# TO BE DONE:
Count the lines in the entries below that contain the word "Confirm", and reply with that number alone.

____________

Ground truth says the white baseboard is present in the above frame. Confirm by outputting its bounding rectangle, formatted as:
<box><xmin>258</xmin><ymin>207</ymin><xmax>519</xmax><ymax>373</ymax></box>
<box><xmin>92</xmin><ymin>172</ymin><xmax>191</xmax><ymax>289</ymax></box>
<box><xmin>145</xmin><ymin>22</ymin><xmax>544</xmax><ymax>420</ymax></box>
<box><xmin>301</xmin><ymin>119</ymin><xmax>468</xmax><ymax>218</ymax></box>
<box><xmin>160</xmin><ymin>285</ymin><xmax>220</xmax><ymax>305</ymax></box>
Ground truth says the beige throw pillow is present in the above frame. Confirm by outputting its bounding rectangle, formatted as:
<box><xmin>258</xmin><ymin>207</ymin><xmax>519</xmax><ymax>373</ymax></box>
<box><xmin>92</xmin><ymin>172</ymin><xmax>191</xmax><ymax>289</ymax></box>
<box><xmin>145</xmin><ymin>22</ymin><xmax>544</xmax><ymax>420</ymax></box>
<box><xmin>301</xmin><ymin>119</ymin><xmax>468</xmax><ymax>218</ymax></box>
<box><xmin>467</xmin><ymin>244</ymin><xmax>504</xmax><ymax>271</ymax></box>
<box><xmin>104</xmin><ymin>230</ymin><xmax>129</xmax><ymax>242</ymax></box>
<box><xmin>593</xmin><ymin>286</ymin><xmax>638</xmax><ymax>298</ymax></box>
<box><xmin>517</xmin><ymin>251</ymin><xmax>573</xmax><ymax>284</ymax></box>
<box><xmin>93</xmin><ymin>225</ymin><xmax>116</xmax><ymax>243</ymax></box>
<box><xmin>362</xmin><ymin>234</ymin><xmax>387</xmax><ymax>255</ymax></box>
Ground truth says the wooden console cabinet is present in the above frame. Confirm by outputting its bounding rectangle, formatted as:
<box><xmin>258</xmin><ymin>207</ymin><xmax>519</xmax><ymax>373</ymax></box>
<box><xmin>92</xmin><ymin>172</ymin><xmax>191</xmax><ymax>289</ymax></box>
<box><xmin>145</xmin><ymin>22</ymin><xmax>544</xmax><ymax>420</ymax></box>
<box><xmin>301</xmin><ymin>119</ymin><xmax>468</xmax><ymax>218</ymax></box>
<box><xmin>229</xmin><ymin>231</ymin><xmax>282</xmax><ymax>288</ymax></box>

____________

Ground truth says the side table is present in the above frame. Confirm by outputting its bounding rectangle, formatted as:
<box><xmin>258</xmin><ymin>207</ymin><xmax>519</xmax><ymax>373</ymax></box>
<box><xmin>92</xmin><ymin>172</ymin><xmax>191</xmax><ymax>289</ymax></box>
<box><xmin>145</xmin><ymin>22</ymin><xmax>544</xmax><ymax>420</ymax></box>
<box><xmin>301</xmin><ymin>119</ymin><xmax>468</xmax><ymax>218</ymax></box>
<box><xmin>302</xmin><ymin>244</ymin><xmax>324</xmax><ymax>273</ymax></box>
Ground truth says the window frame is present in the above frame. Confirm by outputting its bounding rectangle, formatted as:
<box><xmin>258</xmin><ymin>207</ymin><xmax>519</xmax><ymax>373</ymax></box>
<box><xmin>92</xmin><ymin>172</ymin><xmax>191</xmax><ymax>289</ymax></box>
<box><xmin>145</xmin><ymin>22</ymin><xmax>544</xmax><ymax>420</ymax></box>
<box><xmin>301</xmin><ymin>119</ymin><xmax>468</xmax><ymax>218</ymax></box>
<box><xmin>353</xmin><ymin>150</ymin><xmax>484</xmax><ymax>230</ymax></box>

____________

# EXPECTED OUTPUT:
5